--- OPDRACHT A ---
Vat in het tekstfragment over Schrift en traditie de alinea die begint met "De Schrift is dan ook" samen in hoogstens drie zinnen. Behoud daarbij de hoofdpunten.
--- OPDRACHT B ---
Stemmen de volgende uitspraken overeen met het tekstfragment over Schrift en traditie? Antwoord telkens met ja of nee en citeer letterlijk de woorden uit de tekst die de doorslag geven.
(i) De liturgische traditie wordt genoemd als een vorm van traditie die in de Schrift vervat is.
(ii) De redactie der bijbelboeken ging vooraf aan de mondelinge overlevering.
(iii) De Schrift is een van meerdere bronnen van de leer der kerk.
--- OPDRACHT C ---
Geef uit het tekstfragment over Schrift en traditie letterlijk het stuk terug dat begint met "De Heilige Schrift is zowel" en doorloopt tot en met "de Schrift vervat.".

--- TEKSTFRAGMENT ---

##########

De Heilige Schrift is zowel vrucht als weergave van traditie: denken wij hierbij aan de mondelinge overlevering welke is voorafgegaan aan de redactie der bijbelboeken; aan de traditie van het levende geloof van het volk Gods in Oude en Nieuwe Verbond; aan de traditie van interpretatie der magnalia Dei; aan het kerugma der apostelen als de overlevering van Christus’ evangelie. Al deze vormen van traditie — en nog andere: bijvoorbeeld de liturgische traditie — zijn in de Schrift vervat.
|29|
De Schrift is dan ook de traditio constitutiva der kerk: ‘principium quo constituitur ecclesia’. Immers de Heilige Schrift is aan de kerk overgeleverd als bron en criterium van haar geloof. In de boeken van de bijbel vindt de kerk de ganse schat der waarheid; zij zijn dan ook de enige bron van de leer der kerk, want er is geen enkel element der waarheid, noodzakelijk voor het heil der mensen, dat de Schrift niet zou bevatten.

##########

--- AANGELEVERD MATERIAAL ---
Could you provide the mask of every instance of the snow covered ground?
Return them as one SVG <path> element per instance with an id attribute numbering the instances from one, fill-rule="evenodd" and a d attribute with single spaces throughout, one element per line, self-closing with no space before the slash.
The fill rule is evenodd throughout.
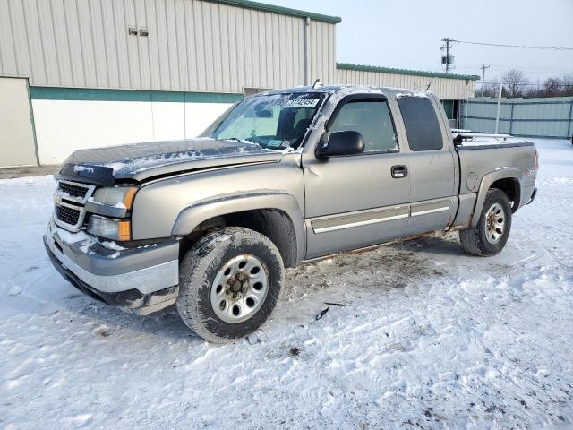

##########

--- VOLLEDIG ANTWOORD A ---
De Schrift is de traditio constitutiva van de kerk, het beginsel waardoor de kerk wordt gevormd. Ze is aan de kerk overgeleverd als bron en maatstaf van haar geloof. De bijbelboeken bevatten de hele schat der waarheid en zijn daarom de enige bron van de kerkelijke leer, want de Schrift bevat elk element van waarheid dat nodig is voor het heil van de mensen.

--- VOLLEDIG ANTWOORD B ---
(i) Ja: "en nog andere: bijvoorbeeld de liturgische traditie — zijn in de Schrift vervat".
(ii) Nee: "de mondelinge overlevering welke is voorafgegaan aan de redactie der bijbelboeken".
(iii) Nee: "zij zijn dan ook de enige bron van de leer der kerk".

--- VOLLEDIG ANTWOORD C ---
De Heilige Schrift is zowel vrucht als weergave van traditie: denken wij hierbij aan de mondelinge overlevering welke is voorafgegaan aan de redactie der bijbelboeken; aan de traditie van het levende geloof van het volk Gods in Oude en Nieuwe Verbond; aan de traditie van interpretatie der magnalia Dei; aan het kerugma der apostelen als de overlevering van Christus’ evangelie. Al deze vormen van traditie — en nog andere: bijvoorbeeld de liturgische traditie — zijn in de Schrift vervat.